[Saved data entries]

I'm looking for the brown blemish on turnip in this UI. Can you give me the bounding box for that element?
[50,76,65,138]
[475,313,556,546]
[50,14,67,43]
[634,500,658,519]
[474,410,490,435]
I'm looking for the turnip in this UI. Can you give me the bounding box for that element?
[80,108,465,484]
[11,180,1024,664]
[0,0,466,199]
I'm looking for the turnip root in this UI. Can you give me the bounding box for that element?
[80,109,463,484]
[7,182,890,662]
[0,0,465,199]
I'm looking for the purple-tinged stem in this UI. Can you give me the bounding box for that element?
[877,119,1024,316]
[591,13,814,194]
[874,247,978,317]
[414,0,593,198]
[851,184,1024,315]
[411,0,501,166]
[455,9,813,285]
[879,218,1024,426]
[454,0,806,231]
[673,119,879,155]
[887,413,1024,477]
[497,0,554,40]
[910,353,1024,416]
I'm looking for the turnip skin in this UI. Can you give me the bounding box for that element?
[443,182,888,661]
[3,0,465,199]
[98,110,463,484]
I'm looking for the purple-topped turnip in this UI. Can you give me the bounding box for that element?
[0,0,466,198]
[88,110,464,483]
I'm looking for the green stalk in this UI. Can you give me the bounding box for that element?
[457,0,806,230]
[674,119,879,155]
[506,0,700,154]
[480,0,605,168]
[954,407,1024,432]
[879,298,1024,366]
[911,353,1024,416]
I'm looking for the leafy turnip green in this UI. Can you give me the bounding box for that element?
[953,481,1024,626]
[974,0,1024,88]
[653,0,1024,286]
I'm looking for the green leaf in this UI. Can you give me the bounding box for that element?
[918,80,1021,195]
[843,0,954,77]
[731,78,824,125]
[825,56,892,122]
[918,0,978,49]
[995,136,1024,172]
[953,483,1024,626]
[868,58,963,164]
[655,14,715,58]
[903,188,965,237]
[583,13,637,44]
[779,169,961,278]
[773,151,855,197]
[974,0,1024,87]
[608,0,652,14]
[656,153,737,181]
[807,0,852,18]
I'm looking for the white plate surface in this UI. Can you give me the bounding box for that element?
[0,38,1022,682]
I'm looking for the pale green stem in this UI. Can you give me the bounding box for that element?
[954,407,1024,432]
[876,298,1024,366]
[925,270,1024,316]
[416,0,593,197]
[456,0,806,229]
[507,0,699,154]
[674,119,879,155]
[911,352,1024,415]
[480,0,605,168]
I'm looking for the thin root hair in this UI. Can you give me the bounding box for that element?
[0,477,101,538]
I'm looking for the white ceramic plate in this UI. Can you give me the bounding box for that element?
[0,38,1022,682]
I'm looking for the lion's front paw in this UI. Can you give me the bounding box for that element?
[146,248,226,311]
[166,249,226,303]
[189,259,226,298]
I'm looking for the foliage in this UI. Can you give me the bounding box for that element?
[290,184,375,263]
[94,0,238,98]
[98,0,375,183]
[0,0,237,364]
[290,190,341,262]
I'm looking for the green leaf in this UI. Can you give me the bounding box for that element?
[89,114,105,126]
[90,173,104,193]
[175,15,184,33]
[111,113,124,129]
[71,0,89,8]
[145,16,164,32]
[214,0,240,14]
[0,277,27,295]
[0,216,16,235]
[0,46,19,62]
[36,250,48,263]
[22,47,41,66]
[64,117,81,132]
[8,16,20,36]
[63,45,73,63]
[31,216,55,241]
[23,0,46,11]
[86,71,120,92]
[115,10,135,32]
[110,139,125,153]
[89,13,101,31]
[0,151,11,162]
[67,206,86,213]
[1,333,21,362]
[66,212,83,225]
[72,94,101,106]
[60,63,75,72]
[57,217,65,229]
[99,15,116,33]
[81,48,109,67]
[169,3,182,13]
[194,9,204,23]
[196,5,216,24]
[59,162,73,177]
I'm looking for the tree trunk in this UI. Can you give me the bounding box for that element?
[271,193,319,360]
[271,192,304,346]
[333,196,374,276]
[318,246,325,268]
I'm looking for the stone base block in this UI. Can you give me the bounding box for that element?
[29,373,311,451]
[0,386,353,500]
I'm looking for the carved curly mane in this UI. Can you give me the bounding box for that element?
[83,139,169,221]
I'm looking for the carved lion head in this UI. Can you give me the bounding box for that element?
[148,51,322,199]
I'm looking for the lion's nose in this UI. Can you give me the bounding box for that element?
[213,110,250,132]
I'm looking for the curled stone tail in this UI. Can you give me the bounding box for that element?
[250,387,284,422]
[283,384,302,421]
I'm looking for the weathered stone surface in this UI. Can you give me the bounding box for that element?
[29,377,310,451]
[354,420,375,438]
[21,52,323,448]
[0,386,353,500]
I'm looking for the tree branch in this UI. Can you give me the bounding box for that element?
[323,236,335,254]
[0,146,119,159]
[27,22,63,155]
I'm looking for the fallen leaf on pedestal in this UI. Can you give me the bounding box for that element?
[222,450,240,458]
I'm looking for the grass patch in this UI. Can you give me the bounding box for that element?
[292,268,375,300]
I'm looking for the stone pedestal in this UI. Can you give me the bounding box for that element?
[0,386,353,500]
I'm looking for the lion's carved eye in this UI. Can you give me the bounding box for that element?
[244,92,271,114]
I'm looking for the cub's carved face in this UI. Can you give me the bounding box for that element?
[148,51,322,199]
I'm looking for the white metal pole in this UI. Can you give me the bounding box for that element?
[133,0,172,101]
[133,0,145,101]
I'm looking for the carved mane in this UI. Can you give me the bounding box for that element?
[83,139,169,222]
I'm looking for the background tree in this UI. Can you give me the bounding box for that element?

Problem statement: The last part of the records is the answer, beginning at the line that holds "I'm looking for the white metal" and including the final line, repeated exactly.

Solution to the exercise:
I'm looking for the white metal pole in this UI. Can you give me the bounding box for that element?
[133,0,172,101]
[133,0,145,101]
I'm looking for the carved mane in this UI. Can you give me the bounding box for that element?
[83,139,169,222]
I'm looking for the background tree in this UI. Can you give me the bounding box for that element?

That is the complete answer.